◆ TASK
Your job is to retype the whole listing exactly.

═══ EXERCISE MATERIALS ═══

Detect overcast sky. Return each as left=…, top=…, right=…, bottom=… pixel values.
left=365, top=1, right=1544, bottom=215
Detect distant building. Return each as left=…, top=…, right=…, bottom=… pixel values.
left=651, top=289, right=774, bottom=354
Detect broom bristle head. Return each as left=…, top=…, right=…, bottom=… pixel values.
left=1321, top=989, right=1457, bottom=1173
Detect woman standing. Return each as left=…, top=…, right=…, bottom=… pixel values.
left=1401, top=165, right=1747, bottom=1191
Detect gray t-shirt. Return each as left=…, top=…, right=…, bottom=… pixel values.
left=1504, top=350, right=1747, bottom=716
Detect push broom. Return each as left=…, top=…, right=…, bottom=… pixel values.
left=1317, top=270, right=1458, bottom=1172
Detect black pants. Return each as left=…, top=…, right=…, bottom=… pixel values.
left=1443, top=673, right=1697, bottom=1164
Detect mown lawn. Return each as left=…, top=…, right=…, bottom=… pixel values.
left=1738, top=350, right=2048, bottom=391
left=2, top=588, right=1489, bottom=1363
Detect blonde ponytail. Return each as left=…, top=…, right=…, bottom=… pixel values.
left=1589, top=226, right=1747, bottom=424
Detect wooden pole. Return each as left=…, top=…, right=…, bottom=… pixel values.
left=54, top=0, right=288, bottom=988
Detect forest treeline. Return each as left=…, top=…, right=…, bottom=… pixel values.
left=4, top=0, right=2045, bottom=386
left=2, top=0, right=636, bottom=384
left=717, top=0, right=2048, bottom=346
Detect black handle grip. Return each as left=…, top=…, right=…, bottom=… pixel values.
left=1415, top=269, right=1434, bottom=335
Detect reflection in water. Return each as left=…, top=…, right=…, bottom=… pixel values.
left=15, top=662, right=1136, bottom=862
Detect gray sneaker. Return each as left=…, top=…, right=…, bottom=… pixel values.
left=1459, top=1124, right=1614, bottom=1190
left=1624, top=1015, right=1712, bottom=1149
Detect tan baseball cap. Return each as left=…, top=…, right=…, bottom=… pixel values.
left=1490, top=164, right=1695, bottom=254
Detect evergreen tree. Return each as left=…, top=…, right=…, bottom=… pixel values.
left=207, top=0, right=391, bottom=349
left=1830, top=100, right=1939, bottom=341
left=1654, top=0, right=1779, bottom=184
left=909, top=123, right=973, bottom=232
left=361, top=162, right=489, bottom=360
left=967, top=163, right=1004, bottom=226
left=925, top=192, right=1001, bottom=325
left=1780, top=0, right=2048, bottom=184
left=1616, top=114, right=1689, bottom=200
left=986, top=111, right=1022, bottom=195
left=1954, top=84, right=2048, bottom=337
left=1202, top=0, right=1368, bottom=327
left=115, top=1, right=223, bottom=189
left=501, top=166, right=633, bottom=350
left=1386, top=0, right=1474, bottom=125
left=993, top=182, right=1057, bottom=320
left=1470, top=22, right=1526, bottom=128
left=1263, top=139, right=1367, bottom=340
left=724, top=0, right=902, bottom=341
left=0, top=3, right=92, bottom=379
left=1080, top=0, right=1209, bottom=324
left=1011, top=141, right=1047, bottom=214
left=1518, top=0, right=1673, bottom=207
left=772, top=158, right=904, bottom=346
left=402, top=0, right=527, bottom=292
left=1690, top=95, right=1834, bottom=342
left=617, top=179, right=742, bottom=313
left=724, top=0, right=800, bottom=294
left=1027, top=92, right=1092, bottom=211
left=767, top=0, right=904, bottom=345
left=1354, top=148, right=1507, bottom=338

═══

◆ RESPONSE TO THE EXERCISE
Detect overcast sky. Return each as left=…, top=…, right=…, bottom=… pixel values.
left=365, top=1, right=1544, bottom=215
Detect distant building. Return each as left=…, top=…, right=…, bottom=… pixel values.
left=651, top=289, right=774, bottom=354
Detect broom bristle head. Return each as left=…, top=…, right=…, bottom=… pixel values.
left=1321, top=989, right=1457, bottom=1173
Detect woman standing. Return each as left=…, top=…, right=…, bottom=… pixel values.
left=1401, top=165, right=1747, bottom=1191
Detect gray t-shirt. Return each as left=…, top=…, right=…, bottom=… pixel values.
left=1504, top=350, right=1747, bottom=716
Detect push broom. Return each as left=…, top=…, right=…, bottom=… pixel values.
left=1317, top=270, right=1458, bottom=1172
Detect black pants. Return each as left=…, top=…, right=…, bottom=… pixel values.
left=1443, top=673, right=1697, bottom=1164
Detect mown lawn. Return each as left=…, top=…, right=…, bottom=… pixel values.
left=1738, top=350, right=2048, bottom=391
left=2, top=588, right=1489, bottom=1363
Detect blonde ponytail. Return each as left=…, top=…, right=…, bottom=… pixel values.
left=1589, top=226, right=1747, bottom=424
Detect wooden pole. Return each as left=…, top=…, right=…, bottom=… pixel values.
left=54, top=0, right=288, bottom=988
Detect forest treeline. Return each as left=…, top=…, right=…, bottom=… pixel values.
left=4, top=0, right=2045, bottom=386
left=2, top=0, right=636, bottom=384
left=717, top=0, right=2048, bottom=346
Detect black handle grip. Return each as left=…, top=…, right=…, bottom=… pixel values.
left=1415, top=269, right=1434, bottom=335
Detect reflection in water. Return each as left=…, top=…, right=…, bottom=… pixel values.
left=15, top=662, right=1136, bottom=862
Detect gray sneaker. Return each as left=…, top=…, right=…, bottom=… pixel values.
left=1459, top=1124, right=1614, bottom=1190
left=1624, top=1015, right=1712, bottom=1149
Detect tan baseball cap. Return each as left=…, top=…, right=…, bottom=… pixel values.
left=1490, top=164, right=1695, bottom=254
Detect evergreen tree. Return each as left=…, top=…, right=…, bottom=… pixel values.
left=207, top=0, right=391, bottom=349
left=1830, top=100, right=1939, bottom=341
left=1654, top=0, right=1779, bottom=184
left=909, top=123, right=973, bottom=232
left=361, top=162, right=489, bottom=360
left=967, top=163, right=1004, bottom=226
left=925, top=192, right=1001, bottom=325
left=1780, top=0, right=2048, bottom=184
left=1616, top=114, right=1689, bottom=200
left=986, top=111, right=1022, bottom=195
left=1954, top=84, right=2048, bottom=337
left=1202, top=0, right=1368, bottom=327
left=115, top=1, right=223, bottom=189
left=501, top=166, right=633, bottom=350
left=1386, top=0, right=1474, bottom=125
left=993, top=182, right=1057, bottom=320
left=1470, top=22, right=1526, bottom=128
left=1263, top=139, right=1367, bottom=340
left=724, top=0, right=902, bottom=341
left=0, top=3, right=92, bottom=379
left=1080, top=0, right=1209, bottom=324
left=1011, top=141, right=1047, bottom=214
left=1518, top=0, right=1673, bottom=207
left=772, top=158, right=904, bottom=346
left=402, top=0, right=527, bottom=292
left=1690, top=95, right=1834, bottom=342
left=617, top=179, right=742, bottom=313
left=724, top=0, right=800, bottom=294
left=1027, top=92, right=1092, bottom=211
left=767, top=0, right=904, bottom=345
left=1354, top=148, right=1507, bottom=338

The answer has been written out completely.